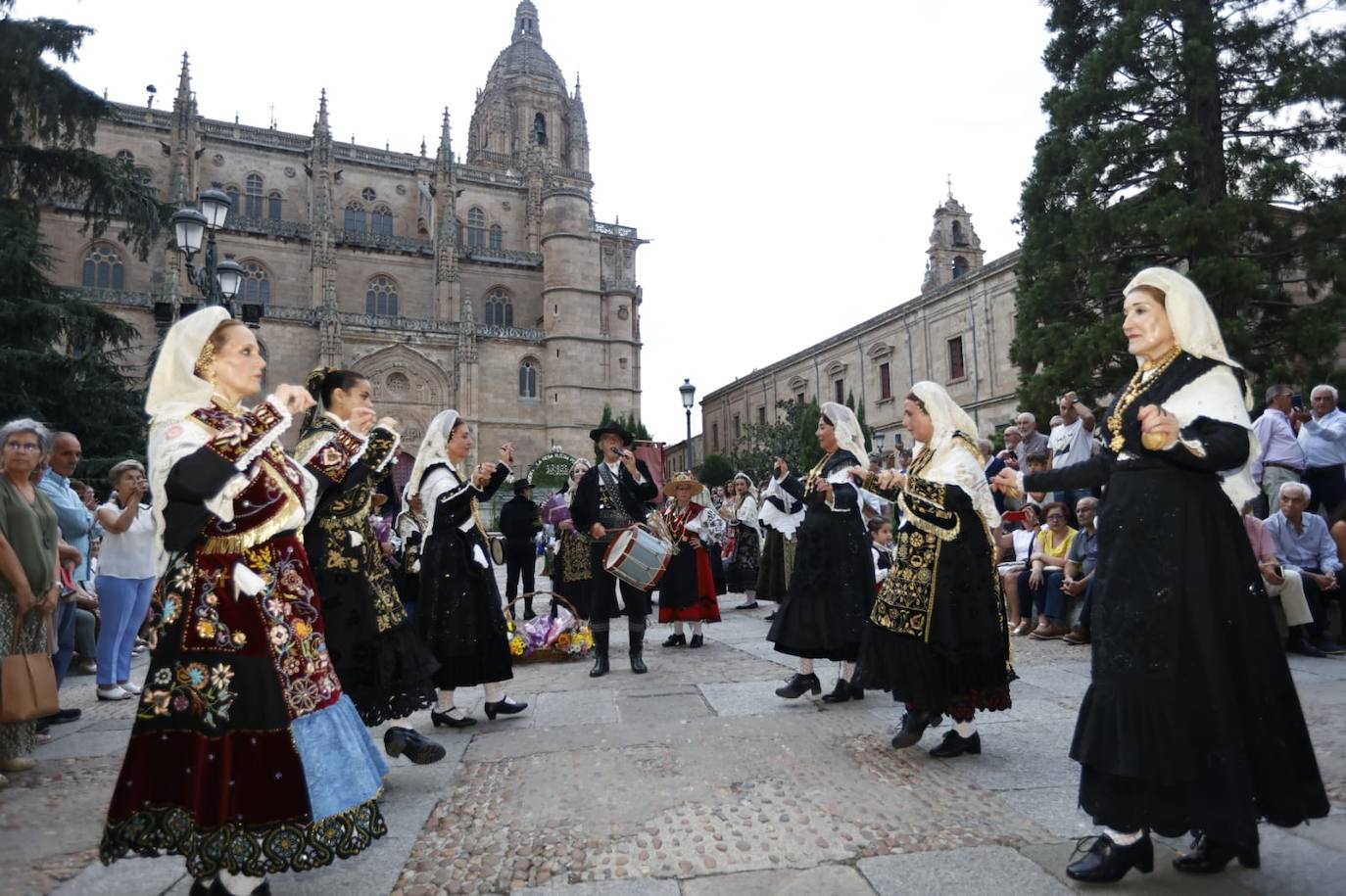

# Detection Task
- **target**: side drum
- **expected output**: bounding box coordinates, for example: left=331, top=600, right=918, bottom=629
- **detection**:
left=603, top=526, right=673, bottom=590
########
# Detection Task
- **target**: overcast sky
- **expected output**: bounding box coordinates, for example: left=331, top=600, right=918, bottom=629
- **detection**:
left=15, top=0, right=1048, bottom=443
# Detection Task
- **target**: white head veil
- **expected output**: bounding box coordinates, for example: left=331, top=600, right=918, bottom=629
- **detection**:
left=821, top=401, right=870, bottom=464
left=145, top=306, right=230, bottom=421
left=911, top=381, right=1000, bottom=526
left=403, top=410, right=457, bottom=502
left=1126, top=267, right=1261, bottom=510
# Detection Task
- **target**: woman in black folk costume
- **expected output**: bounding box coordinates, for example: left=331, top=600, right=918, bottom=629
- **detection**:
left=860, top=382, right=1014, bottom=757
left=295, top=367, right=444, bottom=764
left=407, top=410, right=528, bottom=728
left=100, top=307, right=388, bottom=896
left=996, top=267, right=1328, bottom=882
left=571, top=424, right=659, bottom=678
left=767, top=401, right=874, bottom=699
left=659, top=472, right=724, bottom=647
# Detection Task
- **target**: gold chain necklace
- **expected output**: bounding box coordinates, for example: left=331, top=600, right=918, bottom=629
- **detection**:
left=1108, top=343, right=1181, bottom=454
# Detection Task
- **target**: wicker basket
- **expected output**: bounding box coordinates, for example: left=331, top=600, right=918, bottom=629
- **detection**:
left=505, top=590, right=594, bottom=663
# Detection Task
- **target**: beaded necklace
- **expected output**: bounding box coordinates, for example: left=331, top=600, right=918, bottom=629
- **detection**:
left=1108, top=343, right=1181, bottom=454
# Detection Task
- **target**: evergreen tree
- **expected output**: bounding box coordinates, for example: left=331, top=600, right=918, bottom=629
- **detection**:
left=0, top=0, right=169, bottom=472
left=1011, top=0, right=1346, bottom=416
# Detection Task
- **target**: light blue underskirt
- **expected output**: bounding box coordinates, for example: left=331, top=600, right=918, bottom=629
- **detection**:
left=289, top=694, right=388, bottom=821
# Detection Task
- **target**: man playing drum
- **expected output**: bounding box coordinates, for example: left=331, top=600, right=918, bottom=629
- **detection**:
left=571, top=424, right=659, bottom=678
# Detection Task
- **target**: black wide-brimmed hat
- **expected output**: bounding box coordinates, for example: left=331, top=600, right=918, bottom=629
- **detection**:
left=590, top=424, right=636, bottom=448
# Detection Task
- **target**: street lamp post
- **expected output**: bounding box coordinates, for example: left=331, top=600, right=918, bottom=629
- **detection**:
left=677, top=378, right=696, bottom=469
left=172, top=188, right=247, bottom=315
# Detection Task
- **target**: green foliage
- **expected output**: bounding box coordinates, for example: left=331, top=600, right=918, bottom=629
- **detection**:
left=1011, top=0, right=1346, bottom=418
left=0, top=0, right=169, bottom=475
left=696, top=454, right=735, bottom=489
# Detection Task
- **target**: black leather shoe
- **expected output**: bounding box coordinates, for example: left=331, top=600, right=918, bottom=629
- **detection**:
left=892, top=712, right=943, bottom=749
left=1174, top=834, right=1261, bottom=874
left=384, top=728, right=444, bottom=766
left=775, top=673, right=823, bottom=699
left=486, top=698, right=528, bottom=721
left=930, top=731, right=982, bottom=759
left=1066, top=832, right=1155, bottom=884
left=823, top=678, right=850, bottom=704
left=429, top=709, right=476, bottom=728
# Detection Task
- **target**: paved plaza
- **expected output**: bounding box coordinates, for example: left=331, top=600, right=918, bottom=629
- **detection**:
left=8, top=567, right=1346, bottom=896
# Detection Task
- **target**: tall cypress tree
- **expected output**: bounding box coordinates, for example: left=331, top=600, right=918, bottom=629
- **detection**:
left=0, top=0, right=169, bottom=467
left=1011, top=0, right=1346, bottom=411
########
* TASK OBJECTIVE
Return every line from the rows above that contains the word "necklace", matching case exactly.

* REPLY
- **target**: gold chain necklace
- **target**: beaded necklace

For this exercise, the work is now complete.